Problem 1 -
In the passage on the Founding Fathers and tariffs, who first outlined the American System, and in what year?

Page -
Did America’s Founding Fathers really embrace a nationalist economic program of tariffs and industrial subsidies? According to the “National Conservative” movement, such Founding Era luminaries as Thomas Jefferson and James Madison eventually abandoned their free-trade instincts and embraced a program of economic policies not unlike the NatCon agenda today. The American Compass website celebrates “Thomas Jefferson’s conversion to Hamiltonian supporter of domestic industry,” echoing Patrick Buchanan’s 2018 claim that “Tariffs Made America Great.” Most arguments in this genre point to Jefferson’s qualified commentaries on the Tariff of 1816 as evidence of this claim, while also noting the law was signed by James Madison, his distinguished successor as president. These actions, the NatCons insist, demonstrate that the Founding generation converted to the interventionist economic program of the American System, first outlined by Sen. Henry Clay in a famous speech in 1824.

Pointing and labeling entries
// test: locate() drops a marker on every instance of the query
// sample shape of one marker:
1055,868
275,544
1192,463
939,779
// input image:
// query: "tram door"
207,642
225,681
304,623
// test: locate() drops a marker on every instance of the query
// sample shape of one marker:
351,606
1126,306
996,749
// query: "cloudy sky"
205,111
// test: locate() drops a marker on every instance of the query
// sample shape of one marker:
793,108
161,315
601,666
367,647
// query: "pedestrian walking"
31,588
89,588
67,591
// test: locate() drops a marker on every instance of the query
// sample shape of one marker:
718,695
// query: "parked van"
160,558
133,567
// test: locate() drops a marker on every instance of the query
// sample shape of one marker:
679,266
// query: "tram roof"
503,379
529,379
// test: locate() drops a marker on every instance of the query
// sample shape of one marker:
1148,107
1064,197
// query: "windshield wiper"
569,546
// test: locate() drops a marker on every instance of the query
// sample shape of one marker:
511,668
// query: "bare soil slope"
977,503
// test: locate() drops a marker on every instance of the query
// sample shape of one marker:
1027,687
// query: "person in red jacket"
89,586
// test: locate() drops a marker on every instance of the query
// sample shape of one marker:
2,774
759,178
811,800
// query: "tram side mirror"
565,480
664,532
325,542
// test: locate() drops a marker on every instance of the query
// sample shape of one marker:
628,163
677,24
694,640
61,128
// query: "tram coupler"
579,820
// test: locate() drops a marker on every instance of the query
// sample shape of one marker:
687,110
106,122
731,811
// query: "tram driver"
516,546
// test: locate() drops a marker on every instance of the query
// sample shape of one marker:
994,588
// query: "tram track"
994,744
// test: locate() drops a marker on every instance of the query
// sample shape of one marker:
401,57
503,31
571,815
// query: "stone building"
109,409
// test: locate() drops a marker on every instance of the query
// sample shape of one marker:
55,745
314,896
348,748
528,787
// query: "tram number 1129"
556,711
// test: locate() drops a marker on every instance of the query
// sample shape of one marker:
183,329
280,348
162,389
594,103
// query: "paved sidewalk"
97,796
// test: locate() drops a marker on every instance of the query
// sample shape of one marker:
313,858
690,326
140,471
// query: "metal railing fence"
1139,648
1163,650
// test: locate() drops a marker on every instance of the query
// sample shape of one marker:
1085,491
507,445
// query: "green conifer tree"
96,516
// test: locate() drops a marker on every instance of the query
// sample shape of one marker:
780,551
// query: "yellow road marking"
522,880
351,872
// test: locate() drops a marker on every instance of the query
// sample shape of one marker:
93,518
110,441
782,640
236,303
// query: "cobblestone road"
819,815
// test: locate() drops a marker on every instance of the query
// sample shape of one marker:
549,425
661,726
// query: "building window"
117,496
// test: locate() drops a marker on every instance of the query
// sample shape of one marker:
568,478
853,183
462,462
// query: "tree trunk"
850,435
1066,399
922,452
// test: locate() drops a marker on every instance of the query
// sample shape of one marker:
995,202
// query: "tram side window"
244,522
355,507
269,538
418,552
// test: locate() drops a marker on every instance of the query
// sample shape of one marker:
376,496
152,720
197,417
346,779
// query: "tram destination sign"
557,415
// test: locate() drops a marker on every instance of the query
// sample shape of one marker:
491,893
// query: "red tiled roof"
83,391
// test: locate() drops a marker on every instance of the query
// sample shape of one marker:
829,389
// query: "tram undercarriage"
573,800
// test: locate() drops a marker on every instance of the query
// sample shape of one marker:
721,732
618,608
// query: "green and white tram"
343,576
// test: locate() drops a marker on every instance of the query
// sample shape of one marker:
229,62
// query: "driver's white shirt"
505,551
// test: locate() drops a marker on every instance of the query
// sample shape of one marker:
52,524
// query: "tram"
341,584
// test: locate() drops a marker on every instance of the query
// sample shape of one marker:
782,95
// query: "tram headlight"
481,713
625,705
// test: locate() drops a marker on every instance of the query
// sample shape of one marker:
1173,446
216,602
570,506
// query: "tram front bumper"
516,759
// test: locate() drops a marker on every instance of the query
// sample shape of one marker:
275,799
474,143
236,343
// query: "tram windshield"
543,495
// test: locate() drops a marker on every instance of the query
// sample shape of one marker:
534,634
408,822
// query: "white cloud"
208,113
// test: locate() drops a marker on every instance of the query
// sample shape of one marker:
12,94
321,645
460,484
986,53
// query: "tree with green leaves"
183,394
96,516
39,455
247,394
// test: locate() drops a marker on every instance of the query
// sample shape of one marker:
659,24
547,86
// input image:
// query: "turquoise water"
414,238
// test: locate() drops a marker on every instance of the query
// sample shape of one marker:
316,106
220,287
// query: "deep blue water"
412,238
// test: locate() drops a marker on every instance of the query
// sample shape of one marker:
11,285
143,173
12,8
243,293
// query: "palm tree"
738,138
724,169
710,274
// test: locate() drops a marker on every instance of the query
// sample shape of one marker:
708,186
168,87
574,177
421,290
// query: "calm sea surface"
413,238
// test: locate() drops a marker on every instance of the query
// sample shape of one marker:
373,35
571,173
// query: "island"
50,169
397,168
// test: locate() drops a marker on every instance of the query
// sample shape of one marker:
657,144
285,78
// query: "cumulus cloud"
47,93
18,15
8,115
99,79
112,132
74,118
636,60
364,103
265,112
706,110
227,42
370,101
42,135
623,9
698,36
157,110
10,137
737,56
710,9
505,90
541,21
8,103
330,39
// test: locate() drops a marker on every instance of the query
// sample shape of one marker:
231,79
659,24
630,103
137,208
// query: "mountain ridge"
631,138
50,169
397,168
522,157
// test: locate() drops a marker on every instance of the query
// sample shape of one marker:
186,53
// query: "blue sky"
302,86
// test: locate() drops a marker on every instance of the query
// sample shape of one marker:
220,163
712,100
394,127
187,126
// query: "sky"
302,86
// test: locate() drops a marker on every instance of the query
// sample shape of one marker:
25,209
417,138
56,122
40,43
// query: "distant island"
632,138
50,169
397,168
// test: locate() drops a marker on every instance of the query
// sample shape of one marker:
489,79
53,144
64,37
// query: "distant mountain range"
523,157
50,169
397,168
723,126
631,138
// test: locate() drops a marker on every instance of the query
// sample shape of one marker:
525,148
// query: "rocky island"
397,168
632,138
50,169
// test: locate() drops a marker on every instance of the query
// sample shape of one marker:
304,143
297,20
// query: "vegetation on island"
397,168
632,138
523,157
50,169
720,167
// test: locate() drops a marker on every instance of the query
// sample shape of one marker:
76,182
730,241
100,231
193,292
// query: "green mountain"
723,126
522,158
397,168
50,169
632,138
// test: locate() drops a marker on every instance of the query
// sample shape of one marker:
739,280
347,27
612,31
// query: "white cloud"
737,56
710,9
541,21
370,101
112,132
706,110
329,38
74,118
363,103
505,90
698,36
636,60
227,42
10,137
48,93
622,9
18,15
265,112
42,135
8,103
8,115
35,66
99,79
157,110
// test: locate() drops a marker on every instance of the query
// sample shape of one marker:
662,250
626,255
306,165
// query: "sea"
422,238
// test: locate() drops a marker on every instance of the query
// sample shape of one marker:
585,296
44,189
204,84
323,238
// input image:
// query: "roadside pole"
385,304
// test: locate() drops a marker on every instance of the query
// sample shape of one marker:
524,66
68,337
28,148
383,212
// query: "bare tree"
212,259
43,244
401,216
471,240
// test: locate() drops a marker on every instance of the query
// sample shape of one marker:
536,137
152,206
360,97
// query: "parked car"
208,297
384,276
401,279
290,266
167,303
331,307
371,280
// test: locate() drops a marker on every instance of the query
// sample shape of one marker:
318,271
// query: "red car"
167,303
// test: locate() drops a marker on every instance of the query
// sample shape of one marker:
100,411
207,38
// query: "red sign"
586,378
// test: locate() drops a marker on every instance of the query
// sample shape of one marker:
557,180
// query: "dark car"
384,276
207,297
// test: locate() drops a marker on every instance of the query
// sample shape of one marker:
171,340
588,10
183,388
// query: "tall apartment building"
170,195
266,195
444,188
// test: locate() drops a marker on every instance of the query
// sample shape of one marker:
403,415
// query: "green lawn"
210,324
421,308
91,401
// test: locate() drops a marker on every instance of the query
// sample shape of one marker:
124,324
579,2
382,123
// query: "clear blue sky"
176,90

--

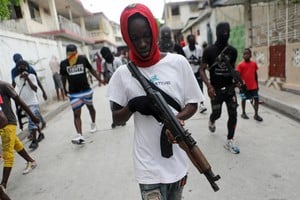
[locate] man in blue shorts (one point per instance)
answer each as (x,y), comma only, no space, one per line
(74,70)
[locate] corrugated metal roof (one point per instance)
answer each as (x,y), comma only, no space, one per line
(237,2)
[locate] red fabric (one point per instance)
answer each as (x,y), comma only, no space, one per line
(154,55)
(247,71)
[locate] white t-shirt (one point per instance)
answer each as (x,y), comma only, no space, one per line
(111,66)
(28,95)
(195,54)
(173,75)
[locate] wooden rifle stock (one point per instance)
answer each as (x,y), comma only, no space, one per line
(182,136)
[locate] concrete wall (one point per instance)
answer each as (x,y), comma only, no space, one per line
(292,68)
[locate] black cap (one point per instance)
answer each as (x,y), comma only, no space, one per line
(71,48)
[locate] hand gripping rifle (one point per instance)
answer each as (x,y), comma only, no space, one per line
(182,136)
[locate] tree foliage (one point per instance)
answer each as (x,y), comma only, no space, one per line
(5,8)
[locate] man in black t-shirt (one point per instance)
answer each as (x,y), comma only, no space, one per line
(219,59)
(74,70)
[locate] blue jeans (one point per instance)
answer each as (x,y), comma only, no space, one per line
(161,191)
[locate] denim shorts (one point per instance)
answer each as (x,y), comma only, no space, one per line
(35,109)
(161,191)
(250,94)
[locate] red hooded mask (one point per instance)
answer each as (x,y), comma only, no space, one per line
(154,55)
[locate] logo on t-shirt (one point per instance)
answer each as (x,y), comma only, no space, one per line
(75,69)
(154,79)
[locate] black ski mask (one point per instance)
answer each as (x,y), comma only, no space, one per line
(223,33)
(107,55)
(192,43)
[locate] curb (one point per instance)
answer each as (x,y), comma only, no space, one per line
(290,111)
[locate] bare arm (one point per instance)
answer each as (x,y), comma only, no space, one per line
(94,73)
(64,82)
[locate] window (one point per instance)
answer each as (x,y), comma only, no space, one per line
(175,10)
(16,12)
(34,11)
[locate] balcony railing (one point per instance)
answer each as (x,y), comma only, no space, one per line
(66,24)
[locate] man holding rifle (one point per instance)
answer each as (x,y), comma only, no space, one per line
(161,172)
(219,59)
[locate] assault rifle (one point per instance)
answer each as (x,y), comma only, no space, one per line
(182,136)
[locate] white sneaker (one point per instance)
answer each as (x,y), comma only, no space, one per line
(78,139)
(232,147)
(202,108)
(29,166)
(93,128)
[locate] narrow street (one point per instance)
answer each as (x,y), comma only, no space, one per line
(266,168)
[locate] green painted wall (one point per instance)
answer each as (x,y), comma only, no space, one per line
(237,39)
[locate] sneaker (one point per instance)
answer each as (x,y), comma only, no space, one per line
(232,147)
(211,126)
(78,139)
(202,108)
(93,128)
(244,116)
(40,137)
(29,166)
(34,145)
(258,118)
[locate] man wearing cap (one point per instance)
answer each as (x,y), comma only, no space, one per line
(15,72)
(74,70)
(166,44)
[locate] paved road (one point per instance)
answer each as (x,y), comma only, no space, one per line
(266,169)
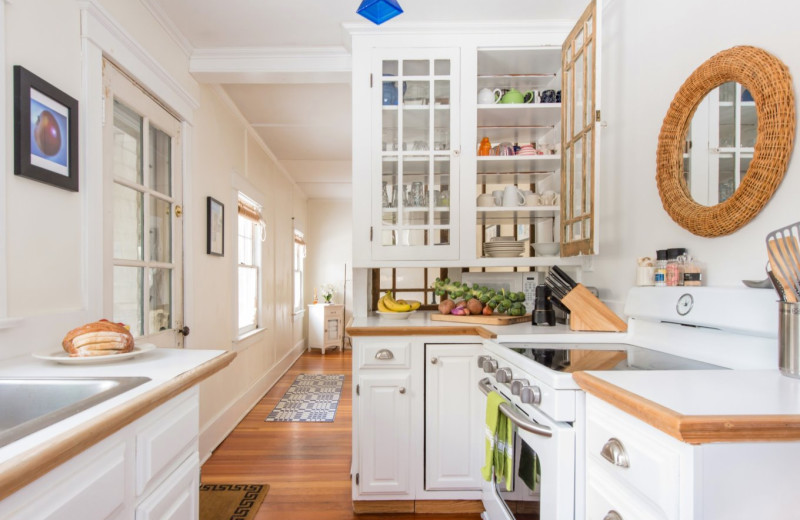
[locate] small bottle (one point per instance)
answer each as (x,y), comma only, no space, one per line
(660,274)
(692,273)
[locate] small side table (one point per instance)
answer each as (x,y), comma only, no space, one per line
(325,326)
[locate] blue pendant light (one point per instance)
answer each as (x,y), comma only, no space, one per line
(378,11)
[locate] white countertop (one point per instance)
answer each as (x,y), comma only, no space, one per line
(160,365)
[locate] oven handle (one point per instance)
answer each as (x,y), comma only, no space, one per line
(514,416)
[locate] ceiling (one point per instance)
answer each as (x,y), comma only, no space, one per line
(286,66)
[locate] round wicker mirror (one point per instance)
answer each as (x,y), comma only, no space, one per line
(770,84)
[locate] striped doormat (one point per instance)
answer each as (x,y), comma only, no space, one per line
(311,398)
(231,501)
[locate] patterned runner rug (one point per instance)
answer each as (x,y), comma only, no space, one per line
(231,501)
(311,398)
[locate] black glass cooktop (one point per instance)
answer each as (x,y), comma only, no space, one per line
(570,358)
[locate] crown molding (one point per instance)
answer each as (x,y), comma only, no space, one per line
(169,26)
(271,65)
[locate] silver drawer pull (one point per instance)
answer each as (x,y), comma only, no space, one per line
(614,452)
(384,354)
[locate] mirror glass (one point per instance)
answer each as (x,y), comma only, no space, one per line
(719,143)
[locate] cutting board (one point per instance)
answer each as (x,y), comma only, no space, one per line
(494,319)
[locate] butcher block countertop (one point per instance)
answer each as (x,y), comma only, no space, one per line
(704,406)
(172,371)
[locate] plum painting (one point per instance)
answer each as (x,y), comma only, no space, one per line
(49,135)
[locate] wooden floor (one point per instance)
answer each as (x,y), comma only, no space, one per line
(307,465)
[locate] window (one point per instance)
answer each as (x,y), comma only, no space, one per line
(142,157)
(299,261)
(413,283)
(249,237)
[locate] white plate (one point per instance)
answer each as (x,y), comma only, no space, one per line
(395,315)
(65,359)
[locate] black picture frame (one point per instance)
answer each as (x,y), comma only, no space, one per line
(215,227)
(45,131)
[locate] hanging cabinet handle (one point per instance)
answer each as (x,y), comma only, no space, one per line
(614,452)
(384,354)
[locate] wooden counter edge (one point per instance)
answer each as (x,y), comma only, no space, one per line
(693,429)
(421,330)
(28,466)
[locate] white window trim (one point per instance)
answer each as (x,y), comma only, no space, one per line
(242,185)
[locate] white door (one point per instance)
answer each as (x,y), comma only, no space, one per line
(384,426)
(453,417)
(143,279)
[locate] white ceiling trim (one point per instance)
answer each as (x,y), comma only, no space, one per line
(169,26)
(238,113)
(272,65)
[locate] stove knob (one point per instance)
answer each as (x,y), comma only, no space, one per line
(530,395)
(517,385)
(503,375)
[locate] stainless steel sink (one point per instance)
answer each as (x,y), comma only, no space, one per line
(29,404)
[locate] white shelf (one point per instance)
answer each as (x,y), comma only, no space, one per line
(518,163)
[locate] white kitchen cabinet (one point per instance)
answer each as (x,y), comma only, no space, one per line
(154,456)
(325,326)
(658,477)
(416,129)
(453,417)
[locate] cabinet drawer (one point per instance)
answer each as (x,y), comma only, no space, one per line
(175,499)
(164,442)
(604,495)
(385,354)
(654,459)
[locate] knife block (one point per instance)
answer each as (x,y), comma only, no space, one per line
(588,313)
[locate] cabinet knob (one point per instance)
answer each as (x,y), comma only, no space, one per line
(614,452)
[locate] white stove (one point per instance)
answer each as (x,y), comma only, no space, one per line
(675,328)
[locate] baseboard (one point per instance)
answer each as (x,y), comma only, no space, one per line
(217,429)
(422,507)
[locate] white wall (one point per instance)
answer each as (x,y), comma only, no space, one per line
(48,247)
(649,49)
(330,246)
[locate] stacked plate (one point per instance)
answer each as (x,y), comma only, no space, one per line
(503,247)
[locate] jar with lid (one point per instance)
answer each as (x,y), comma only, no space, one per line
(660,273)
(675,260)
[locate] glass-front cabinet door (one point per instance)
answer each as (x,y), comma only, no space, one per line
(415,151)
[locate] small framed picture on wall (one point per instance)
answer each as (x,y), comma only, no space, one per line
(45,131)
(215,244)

---

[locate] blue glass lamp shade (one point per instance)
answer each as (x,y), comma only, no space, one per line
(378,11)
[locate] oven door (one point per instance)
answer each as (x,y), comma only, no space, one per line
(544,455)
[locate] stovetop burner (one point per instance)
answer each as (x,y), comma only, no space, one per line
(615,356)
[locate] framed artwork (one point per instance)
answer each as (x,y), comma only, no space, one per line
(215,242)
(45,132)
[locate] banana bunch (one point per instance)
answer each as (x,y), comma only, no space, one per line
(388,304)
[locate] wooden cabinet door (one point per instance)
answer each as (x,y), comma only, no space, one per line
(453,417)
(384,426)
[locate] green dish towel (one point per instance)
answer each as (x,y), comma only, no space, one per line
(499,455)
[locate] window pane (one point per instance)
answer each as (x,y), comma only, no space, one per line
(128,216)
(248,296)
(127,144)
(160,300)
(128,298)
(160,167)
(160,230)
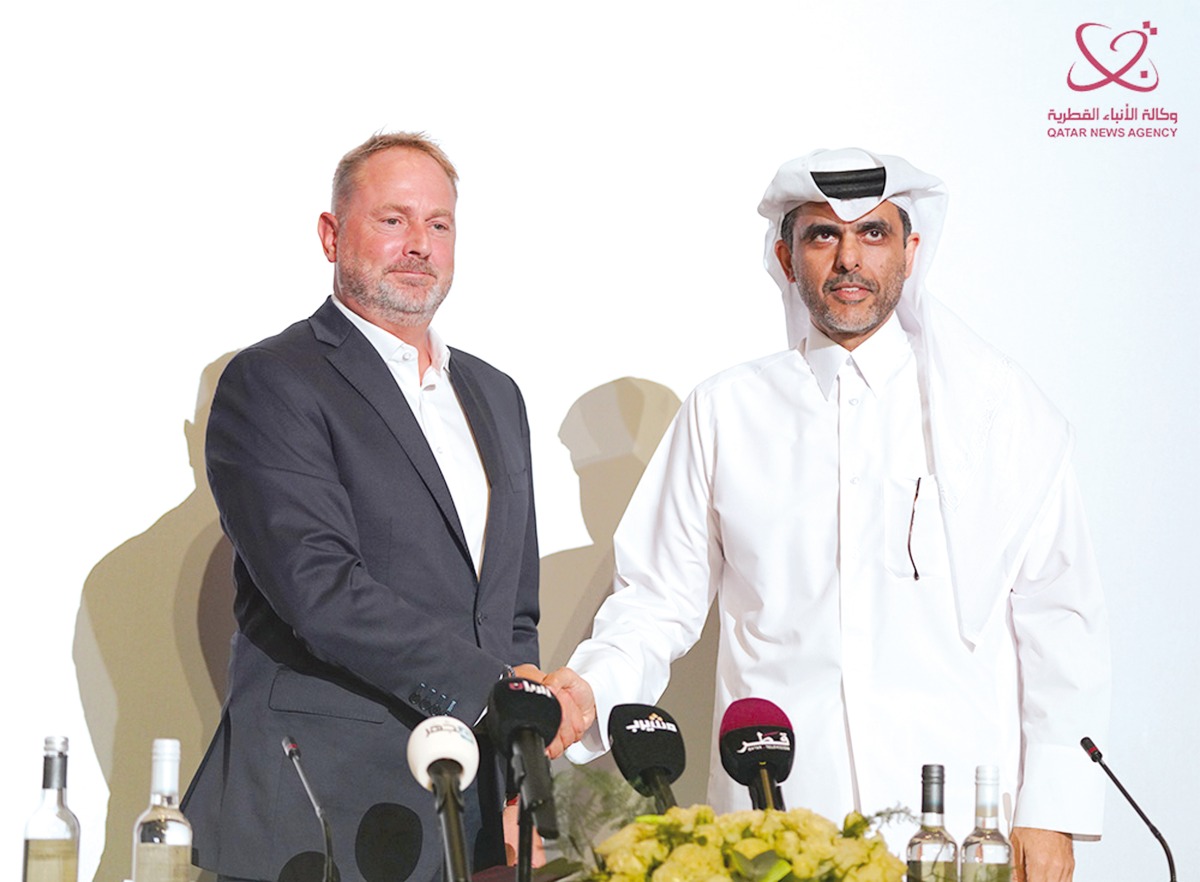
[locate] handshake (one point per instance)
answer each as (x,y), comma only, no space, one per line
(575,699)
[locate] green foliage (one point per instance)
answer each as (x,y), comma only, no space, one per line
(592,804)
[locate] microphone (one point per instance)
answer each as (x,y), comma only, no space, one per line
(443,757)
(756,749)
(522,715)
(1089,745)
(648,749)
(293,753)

Problem 2 -
Please select every line of the records that contains the word "building".

Final result 1 -
Sen. Henry Clay first outlined it, in a famous speech in 1824.

Final result 2 -
// query: "stone building"
// query: "building window"
// query: "tall apartment building"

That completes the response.